** Given records **

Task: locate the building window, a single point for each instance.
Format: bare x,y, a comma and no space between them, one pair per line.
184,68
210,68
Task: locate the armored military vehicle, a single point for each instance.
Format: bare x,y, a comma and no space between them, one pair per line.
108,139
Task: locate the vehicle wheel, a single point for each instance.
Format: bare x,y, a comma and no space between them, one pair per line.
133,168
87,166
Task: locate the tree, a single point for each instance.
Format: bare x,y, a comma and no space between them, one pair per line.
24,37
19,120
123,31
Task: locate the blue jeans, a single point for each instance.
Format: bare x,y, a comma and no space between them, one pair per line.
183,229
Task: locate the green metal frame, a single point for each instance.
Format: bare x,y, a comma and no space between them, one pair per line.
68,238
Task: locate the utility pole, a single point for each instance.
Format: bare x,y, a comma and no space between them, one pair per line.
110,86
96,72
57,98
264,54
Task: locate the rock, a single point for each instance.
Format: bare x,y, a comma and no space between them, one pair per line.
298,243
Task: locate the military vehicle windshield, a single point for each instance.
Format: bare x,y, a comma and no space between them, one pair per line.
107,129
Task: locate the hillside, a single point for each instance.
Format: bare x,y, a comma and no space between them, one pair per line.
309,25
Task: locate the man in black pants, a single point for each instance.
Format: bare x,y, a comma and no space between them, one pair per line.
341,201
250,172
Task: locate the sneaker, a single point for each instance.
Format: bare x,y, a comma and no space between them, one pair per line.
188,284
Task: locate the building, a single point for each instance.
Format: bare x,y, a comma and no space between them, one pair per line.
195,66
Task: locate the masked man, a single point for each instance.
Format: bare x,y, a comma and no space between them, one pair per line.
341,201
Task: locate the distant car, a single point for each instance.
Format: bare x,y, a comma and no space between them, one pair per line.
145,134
--
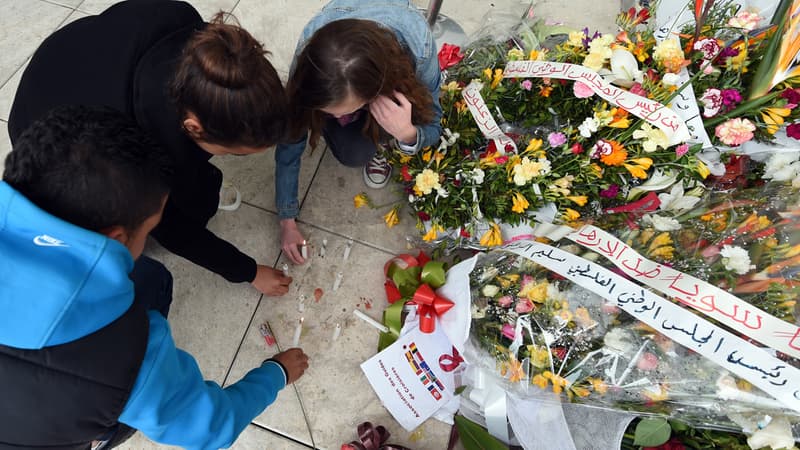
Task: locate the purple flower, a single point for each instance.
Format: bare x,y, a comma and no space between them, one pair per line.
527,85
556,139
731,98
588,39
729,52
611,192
* * *
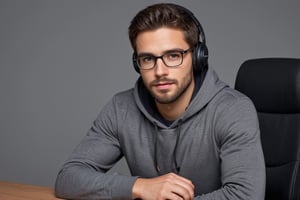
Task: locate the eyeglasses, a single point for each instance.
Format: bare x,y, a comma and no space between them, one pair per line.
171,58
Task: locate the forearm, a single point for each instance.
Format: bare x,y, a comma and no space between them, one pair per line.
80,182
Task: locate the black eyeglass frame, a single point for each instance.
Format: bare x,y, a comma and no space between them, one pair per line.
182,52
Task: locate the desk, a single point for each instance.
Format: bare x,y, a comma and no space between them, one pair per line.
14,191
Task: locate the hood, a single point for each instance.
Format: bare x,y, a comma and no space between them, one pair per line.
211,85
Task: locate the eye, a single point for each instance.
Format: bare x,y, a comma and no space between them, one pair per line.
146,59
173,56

** Task statement **
Take every line above where "military" appears and copy it.

** Worked solution **
Task: locate the armored military vehicle, a single point for each instance.
Task: locate the military vehicle windshield, a single point for each instance.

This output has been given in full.